→ TASK PROMPT: Please report how many lines in the listing that follows contain the string "background". Matching is case-sensitive, and your reply should be only the number.

--- Start SUPPLIED RECORDS ---

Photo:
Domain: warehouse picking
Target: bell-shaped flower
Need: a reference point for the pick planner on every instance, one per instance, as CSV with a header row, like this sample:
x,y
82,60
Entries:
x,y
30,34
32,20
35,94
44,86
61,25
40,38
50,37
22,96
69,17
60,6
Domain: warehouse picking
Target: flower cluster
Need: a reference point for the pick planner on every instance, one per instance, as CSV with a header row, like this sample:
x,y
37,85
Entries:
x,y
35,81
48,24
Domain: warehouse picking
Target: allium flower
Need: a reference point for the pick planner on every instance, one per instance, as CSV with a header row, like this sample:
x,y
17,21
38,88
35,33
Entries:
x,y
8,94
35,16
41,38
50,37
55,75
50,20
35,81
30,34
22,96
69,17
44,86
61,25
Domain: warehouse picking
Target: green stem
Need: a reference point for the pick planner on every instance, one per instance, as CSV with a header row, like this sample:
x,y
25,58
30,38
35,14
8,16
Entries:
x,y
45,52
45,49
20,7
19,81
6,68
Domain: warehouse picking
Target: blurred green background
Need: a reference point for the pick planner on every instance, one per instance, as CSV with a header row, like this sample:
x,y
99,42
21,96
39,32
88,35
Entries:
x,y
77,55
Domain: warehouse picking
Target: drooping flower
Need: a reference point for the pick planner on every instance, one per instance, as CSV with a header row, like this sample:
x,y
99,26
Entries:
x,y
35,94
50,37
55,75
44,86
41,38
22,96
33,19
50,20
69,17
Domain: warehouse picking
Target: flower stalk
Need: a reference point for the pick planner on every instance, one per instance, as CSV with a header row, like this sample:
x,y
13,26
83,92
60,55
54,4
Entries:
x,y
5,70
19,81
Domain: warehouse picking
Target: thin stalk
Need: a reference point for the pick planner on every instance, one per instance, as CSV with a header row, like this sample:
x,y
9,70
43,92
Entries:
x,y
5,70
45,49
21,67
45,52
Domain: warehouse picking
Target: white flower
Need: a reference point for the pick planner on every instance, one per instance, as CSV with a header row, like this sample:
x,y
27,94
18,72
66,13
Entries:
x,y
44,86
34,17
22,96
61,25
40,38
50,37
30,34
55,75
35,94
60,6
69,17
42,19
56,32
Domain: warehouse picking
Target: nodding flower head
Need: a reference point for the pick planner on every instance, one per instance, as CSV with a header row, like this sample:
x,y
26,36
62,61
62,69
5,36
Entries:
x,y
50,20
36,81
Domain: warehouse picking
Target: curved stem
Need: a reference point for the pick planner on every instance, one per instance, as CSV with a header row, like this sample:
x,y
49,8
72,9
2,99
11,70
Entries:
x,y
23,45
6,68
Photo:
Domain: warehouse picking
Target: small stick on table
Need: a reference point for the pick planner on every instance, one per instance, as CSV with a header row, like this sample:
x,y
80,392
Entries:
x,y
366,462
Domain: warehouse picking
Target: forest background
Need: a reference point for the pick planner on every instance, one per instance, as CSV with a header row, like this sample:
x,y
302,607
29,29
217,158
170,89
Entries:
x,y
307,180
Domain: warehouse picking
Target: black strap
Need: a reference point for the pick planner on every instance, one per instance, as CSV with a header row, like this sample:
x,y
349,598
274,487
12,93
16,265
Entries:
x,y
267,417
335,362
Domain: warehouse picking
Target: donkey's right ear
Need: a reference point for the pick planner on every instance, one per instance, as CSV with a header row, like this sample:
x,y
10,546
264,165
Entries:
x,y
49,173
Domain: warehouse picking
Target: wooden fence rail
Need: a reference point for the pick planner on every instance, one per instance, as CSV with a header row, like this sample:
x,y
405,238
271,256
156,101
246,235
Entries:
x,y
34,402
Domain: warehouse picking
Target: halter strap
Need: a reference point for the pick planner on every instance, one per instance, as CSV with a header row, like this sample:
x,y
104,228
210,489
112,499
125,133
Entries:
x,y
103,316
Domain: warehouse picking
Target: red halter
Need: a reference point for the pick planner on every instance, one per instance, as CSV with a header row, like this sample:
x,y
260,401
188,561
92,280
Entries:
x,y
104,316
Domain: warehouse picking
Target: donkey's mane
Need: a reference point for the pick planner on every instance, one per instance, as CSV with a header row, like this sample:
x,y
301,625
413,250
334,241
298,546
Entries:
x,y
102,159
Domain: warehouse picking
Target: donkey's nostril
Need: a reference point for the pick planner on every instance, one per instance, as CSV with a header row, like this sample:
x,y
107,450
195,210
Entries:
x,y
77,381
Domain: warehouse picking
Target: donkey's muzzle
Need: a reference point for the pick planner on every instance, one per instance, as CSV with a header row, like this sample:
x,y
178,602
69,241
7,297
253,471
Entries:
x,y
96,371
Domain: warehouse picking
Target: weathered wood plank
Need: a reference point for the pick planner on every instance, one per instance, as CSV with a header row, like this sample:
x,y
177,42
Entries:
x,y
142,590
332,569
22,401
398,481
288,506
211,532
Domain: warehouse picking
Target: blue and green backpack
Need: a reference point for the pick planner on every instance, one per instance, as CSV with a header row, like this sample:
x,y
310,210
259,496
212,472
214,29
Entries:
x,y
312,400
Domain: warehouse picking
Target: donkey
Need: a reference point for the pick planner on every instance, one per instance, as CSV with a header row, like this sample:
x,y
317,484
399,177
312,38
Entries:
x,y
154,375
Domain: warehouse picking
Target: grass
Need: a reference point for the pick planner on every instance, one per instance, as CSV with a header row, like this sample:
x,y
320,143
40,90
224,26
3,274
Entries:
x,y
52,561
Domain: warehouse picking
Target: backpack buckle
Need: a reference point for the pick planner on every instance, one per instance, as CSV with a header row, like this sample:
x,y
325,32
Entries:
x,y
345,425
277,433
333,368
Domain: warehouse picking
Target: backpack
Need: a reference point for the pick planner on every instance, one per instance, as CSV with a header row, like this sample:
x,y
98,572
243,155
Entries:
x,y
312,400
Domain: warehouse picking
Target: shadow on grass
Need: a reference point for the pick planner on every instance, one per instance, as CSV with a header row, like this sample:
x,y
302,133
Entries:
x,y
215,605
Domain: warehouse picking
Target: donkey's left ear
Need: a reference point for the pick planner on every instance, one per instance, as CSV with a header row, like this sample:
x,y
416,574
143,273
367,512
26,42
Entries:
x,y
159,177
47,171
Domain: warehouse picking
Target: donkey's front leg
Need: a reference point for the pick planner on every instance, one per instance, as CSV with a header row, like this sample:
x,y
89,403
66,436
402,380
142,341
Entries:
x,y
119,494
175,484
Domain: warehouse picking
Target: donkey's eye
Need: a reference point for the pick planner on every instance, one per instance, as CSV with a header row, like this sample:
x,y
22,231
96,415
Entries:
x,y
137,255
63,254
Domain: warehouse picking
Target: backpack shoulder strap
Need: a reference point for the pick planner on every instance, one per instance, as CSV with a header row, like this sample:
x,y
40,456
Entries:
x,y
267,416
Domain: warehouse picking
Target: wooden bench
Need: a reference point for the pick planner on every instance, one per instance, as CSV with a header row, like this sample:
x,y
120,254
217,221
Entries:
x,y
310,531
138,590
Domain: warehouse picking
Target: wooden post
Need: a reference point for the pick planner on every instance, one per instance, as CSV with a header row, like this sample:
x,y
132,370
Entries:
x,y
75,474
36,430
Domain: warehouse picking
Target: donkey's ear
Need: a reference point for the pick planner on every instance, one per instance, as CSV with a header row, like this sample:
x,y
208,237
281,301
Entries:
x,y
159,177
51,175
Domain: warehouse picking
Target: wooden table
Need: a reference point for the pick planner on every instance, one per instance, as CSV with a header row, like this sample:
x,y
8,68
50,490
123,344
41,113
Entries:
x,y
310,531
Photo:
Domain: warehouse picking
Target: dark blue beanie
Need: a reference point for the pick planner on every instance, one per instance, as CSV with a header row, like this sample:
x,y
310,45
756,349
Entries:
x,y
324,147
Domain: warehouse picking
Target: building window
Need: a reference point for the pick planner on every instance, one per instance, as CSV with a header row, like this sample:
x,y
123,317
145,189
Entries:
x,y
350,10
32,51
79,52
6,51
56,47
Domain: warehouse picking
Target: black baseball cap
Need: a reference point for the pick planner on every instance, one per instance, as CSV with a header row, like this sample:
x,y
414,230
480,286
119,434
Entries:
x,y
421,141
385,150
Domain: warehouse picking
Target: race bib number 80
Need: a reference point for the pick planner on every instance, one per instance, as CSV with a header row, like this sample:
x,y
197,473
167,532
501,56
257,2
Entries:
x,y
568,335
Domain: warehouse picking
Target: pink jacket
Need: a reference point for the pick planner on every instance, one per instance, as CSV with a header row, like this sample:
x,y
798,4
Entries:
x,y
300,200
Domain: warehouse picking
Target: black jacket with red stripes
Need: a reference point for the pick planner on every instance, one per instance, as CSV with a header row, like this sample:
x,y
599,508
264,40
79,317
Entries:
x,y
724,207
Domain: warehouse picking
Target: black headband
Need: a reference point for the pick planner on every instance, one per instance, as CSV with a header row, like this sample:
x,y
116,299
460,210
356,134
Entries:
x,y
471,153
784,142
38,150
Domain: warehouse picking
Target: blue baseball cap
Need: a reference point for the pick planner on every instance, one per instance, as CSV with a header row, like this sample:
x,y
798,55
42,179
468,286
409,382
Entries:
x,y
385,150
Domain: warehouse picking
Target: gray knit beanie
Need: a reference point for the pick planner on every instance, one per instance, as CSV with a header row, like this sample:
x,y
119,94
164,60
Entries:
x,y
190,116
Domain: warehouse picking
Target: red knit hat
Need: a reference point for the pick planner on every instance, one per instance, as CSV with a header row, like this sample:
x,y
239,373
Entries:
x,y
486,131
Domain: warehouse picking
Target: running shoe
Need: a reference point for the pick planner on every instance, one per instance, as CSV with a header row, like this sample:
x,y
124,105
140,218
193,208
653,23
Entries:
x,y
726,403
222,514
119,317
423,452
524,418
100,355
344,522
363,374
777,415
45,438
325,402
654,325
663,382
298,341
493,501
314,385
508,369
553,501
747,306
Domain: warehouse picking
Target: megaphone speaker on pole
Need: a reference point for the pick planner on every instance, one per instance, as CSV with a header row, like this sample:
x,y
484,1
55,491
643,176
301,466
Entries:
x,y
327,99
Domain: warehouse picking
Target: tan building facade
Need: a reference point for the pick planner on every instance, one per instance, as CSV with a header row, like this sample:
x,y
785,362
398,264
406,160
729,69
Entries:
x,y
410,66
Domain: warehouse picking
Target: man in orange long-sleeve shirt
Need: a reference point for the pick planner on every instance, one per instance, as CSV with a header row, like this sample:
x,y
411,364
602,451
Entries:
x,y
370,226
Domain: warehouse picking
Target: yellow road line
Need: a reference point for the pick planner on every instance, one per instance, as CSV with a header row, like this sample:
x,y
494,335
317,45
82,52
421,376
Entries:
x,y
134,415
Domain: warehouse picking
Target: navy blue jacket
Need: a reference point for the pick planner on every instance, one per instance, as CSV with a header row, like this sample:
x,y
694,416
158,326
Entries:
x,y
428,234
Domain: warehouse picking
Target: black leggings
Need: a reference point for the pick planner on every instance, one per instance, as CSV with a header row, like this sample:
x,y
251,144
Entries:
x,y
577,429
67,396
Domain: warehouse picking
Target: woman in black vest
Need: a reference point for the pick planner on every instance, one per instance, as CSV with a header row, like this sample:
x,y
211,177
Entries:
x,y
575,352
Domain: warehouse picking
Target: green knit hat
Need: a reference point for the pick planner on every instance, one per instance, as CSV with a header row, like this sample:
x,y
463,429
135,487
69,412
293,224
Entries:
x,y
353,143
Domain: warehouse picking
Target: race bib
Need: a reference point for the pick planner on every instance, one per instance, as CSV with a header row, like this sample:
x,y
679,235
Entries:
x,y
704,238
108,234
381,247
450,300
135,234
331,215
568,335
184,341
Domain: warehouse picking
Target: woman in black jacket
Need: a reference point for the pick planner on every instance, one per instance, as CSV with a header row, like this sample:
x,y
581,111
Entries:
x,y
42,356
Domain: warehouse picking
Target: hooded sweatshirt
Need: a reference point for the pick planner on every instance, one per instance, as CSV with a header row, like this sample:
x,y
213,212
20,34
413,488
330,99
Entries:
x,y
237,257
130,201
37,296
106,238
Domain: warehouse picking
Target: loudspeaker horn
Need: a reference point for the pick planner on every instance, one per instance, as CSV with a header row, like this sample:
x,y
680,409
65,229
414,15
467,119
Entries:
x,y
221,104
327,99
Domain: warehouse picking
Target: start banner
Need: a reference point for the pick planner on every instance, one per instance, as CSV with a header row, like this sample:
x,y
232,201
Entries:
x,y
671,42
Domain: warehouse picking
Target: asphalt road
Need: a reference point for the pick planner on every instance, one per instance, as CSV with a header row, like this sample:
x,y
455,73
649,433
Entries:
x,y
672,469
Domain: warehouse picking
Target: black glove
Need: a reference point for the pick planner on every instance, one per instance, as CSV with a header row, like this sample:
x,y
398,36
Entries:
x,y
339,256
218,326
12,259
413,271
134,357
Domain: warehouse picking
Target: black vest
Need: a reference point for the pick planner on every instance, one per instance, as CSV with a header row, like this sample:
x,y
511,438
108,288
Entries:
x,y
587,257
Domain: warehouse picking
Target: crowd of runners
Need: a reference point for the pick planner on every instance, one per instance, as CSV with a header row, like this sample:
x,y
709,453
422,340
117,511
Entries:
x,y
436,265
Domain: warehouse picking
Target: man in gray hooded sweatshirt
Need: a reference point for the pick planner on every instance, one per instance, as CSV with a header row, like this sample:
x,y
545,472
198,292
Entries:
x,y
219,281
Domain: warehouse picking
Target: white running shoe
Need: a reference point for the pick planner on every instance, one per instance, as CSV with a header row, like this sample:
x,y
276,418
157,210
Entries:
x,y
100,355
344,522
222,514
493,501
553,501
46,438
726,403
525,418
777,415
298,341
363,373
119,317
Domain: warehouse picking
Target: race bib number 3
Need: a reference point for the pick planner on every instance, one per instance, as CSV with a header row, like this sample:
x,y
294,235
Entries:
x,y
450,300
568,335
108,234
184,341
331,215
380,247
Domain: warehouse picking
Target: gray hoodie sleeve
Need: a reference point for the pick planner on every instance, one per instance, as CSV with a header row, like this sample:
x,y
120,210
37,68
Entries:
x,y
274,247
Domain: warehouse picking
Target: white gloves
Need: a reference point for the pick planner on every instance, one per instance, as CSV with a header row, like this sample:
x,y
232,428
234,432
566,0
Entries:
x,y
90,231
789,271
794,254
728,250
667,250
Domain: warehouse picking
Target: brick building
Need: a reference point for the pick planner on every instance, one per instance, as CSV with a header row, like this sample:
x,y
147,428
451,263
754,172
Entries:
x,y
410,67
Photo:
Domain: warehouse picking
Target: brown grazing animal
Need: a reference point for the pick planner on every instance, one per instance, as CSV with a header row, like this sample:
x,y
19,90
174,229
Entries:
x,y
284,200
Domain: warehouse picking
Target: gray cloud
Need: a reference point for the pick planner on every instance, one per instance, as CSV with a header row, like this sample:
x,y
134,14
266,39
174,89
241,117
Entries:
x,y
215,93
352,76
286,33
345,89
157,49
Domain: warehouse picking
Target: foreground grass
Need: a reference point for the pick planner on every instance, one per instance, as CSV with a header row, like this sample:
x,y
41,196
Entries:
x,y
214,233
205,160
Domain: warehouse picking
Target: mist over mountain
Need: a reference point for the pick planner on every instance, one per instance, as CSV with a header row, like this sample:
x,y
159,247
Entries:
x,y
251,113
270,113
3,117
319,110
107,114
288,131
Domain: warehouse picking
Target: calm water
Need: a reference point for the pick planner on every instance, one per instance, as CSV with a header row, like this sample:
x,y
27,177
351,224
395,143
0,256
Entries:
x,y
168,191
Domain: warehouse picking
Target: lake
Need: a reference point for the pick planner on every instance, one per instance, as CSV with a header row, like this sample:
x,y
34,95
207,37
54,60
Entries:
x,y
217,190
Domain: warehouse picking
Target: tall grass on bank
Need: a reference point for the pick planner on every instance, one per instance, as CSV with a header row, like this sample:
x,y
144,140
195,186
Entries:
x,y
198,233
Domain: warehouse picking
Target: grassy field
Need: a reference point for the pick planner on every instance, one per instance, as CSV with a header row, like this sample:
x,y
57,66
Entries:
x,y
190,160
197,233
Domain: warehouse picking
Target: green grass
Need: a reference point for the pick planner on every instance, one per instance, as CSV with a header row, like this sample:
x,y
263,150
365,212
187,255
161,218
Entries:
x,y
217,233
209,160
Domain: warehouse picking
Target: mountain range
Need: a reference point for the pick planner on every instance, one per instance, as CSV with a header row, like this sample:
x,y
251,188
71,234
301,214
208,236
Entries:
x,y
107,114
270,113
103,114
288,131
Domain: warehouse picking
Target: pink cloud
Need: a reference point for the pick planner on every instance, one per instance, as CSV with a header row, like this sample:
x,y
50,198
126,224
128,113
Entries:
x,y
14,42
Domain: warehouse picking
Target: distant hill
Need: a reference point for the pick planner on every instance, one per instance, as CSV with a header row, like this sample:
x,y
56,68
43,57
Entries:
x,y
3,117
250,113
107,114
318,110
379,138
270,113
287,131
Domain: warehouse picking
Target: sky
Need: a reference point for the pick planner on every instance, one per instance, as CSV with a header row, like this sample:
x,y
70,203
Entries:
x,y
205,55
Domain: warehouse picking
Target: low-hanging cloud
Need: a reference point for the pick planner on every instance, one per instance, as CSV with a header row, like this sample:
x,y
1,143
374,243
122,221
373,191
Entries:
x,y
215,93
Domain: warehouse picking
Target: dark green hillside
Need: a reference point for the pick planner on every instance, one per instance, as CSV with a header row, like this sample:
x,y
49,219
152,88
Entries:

--- End SUPPLIED RECORDS ---

→ TASK RESPONSE: 2